**EXERCISE**
When a line of the entries contains the word "photo", report that line.

**WORKING DATA**
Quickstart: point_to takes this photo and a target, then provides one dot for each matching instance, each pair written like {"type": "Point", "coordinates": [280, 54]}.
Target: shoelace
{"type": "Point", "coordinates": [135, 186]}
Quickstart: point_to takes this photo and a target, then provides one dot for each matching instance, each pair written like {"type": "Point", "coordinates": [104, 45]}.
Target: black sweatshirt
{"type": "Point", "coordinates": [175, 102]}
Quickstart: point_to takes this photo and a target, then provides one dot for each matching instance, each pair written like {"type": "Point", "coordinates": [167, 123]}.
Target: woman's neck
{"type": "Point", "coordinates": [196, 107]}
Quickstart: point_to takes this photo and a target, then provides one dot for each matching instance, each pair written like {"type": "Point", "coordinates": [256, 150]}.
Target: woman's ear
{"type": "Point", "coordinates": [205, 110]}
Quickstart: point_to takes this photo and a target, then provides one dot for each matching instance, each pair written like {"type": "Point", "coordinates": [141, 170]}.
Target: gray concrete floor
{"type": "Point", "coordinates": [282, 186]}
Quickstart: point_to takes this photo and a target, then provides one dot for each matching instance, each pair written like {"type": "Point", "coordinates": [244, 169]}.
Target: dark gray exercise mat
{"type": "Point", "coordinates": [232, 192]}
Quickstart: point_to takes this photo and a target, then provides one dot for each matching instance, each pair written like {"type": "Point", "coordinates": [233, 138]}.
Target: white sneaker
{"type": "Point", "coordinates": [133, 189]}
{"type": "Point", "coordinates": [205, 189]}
* * *
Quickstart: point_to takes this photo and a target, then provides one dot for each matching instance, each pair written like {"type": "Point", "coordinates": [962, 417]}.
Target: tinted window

**SOLUTION TO THIS EXERCISE**
Quickstart: point_to takes this photo and a target, then provides one dot for each matching instance, each pair written like {"type": "Point", "coordinates": [280, 54]}.
Quickstart: point_to takes this photo and a target, then provides one dot for each matching instance, each pair written like {"type": "Point", "coordinates": [104, 45]}.
Quickstart: point_to takes this photo and a target, then provides one dot for each matching instance, each pair written like {"type": "Point", "coordinates": [167, 123]}.
Quickstart: point_to takes this photo and a target, then provides one dot for each matching instance, each pair written like {"type": "Point", "coordinates": [256, 150]}.
Quickstart: point_to takes this photo and a target, then provides one dot for each matching instance, each pair written like {"type": "Point", "coordinates": [141, 170]}.
Quickstart: point_to takes this photo and a target, then provides one dot for each matching instance, each pair written like {"type": "Point", "coordinates": [244, 169]}.
Quickstart: point_to takes this photo and a target, then provides one dot for each matching instance, each pair written like {"type": "Point", "coordinates": [233, 138]}.
Quickstart: point_to takes this photo and a target, then provides one dot for each matching instance, each pair written like {"type": "Point", "coordinates": [962, 417]}.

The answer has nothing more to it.